= Reading passage =
8 The vehicle should be taken to a Ford dealer for this work to be carried out using the correct diagnostic equipment; do not waste time trying to test the system without such facilities.

Component renewal
9 The catalytic converter is part of the exhaust system front downpipe - see Chapter 4 for details of removal and refitting.

= Records =

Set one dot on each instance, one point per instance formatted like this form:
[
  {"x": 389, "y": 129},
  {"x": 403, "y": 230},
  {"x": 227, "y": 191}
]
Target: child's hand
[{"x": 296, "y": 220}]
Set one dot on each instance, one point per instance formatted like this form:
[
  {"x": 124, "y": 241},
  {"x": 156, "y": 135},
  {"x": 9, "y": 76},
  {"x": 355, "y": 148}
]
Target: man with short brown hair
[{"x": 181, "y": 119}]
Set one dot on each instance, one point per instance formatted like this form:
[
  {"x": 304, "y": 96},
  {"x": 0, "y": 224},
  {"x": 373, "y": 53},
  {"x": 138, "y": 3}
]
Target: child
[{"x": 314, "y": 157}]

==

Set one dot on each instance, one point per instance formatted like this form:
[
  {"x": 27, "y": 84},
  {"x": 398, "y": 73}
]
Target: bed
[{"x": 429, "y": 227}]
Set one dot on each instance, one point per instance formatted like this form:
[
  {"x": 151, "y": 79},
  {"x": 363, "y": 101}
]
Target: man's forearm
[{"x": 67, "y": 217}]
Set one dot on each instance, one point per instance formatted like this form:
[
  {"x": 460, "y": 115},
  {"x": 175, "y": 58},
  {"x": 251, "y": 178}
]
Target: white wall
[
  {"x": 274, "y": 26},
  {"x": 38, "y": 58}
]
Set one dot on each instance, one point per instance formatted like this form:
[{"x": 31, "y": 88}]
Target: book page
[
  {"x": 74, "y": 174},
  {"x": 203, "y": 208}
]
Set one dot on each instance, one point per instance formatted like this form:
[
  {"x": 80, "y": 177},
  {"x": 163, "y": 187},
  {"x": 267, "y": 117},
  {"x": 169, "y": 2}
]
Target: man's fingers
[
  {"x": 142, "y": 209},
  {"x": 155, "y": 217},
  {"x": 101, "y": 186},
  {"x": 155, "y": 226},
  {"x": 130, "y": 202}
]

* * *

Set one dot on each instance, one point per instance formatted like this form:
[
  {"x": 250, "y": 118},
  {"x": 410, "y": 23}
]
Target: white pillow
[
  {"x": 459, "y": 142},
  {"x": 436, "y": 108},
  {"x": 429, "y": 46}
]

= What you should do =
Using the catalytic converter text above, answer these questions:
(a) Where should the vehicle be taken for this work?
(b) The catalytic converter is part of which component of the exhaust system?
(c) Which chapter gives details of its removal and refitting?

= Answer =
(a) A Ford dealer.
(b) The exhaust system front downpipe.
(c) Chapter 4.